[Begin]

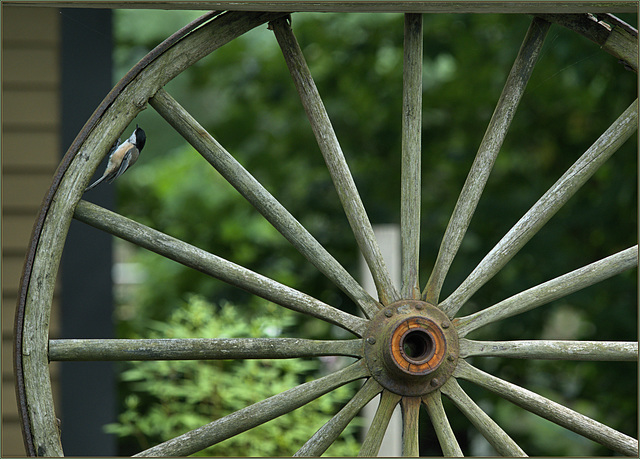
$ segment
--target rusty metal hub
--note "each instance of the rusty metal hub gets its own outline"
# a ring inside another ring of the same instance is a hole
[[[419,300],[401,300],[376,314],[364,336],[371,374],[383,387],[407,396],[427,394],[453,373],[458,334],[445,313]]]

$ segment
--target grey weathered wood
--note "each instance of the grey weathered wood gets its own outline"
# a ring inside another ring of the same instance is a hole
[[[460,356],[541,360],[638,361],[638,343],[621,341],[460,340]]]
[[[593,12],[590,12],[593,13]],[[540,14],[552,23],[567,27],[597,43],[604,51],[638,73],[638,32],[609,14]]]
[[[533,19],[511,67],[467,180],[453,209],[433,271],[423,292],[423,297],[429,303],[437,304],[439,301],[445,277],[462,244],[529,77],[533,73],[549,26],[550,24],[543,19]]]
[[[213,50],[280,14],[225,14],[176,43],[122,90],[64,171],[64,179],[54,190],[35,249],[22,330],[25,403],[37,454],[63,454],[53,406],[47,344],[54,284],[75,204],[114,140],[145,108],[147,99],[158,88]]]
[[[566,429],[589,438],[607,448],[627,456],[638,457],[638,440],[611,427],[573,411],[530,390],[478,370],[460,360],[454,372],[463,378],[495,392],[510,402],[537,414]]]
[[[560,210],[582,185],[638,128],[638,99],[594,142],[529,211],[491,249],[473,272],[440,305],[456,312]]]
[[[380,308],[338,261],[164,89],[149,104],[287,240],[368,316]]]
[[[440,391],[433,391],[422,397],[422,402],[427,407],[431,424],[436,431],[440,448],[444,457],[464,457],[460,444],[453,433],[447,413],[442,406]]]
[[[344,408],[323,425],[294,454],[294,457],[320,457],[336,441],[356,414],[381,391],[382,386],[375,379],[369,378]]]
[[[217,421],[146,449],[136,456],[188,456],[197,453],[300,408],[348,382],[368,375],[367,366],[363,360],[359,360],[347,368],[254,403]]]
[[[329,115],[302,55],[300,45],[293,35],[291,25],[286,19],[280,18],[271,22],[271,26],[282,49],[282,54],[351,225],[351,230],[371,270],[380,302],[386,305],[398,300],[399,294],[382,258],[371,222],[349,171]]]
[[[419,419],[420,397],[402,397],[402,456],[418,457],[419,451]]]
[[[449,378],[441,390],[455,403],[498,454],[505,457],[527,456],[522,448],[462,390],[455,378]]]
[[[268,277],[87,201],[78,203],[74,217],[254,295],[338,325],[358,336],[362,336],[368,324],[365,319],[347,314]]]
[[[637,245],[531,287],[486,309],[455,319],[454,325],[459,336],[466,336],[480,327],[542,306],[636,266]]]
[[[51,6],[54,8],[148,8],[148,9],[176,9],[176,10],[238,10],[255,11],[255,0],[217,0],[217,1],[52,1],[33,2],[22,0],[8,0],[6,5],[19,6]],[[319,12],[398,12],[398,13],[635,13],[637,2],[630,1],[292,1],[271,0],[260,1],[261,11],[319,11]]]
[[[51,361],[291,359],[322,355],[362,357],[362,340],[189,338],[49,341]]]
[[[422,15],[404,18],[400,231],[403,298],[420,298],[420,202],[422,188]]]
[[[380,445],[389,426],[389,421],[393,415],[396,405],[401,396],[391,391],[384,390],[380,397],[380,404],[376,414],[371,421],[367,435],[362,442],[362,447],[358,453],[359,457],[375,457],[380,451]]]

[End]

Work required »
Find each line in the rows above that contains the word "gets" and copy those lines.

Full response »
--note "each instance of the rusty metal hub gets its own outline"
--note "each instance of the grey weathered wood gets its own outline"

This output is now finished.